<<<<

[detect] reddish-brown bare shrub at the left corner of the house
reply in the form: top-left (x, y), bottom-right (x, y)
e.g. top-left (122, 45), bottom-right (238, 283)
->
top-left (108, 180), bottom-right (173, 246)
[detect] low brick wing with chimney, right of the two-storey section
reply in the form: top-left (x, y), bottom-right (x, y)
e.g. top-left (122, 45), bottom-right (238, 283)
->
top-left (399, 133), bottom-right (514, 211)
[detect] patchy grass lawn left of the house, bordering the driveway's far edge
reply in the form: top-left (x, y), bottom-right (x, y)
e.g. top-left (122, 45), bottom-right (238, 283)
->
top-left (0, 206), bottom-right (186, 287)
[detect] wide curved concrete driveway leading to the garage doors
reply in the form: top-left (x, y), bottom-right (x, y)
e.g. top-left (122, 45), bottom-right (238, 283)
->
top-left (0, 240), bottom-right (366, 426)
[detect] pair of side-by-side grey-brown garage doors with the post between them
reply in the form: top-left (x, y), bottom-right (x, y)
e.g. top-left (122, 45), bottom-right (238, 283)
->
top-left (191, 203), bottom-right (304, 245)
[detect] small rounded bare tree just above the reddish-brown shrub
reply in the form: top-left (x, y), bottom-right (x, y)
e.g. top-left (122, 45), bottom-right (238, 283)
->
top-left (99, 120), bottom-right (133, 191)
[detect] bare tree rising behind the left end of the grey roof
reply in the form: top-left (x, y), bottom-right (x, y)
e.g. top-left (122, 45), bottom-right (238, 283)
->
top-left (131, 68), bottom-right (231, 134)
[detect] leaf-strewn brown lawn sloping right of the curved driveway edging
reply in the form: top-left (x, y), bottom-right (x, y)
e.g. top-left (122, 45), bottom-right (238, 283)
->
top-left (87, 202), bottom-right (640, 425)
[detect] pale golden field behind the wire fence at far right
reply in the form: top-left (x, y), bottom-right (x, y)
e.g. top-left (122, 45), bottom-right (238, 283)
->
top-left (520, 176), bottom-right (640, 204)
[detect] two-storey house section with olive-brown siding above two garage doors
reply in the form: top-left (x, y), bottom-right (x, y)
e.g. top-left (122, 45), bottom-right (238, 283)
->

>>>>

▶ _Directions for this task_: The output must reproduce the whole listing without a single change.

▶ _Finished task_:
[detect] reddish-brown bare shrub at the left corner of the house
reply in the form: top-left (x, y), bottom-right (x, y)
e.g. top-left (122, 45), bottom-right (238, 283)
->
top-left (108, 180), bottom-right (173, 246)
[detect] low brick wing with chimney, right of the two-storey section
reply in the form: top-left (x, y), bottom-right (x, y)
e.g. top-left (122, 45), bottom-right (238, 283)
->
top-left (399, 133), bottom-right (514, 211)
[detect] patchy grass lawn left of the house, bordering the driveway's far edge
reply in the form: top-left (x, y), bottom-right (x, y)
e.g. top-left (122, 45), bottom-right (238, 283)
->
top-left (0, 206), bottom-right (186, 287)
[detect] wide curved concrete driveway leading to the garage doors
reply in the form: top-left (x, y), bottom-right (x, y)
e.g. top-left (122, 45), bottom-right (238, 283)
->
top-left (0, 240), bottom-right (366, 426)
[detect] pair of side-by-side grey-brown garage doors with the post between them
reply in the form: top-left (x, y), bottom-right (x, y)
e.g. top-left (122, 45), bottom-right (238, 283)
->
top-left (191, 203), bottom-right (304, 245)
[detect] small rounded bare tree just above the reddish-brown shrub
reply in the form: top-left (x, y), bottom-right (x, y)
e.g. top-left (122, 45), bottom-right (238, 283)
->
top-left (99, 120), bottom-right (133, 191)
[detect] bare tree rising behind the left end of the grey roof
reply in the form: top-left (x, y), bottom-right (x, y)
e.g. top-left (122, 45), bottom-right (238, 283)
->
top-left (131, 68), bottom-right (231, 134)
[detect] leaf-strewn brown lawn sloping right of the curved driveway edging
reply in the form: top-left (x, y), bottom-right (x, y)
e.g. top-left (122, 45), bottom-right (238, 283)
->
top-left (87, 202), bottom-right (640, 425)
[detect] pale golden field behind the wire fence at far right
reply in the form: top-left (x, y), bottom-right (x, y)
e.g. top-left (122, 45), bottom-right (238, 283)
->
top-left (520, 176), bottom-right (640, 204)
[detect] two-storey house section with olive-brown siding above two garage doors
reply in the form: top-left (x, y), bottom-right (x, y)
e.g. top-left (122, 45), bottom-right (238, 283)
->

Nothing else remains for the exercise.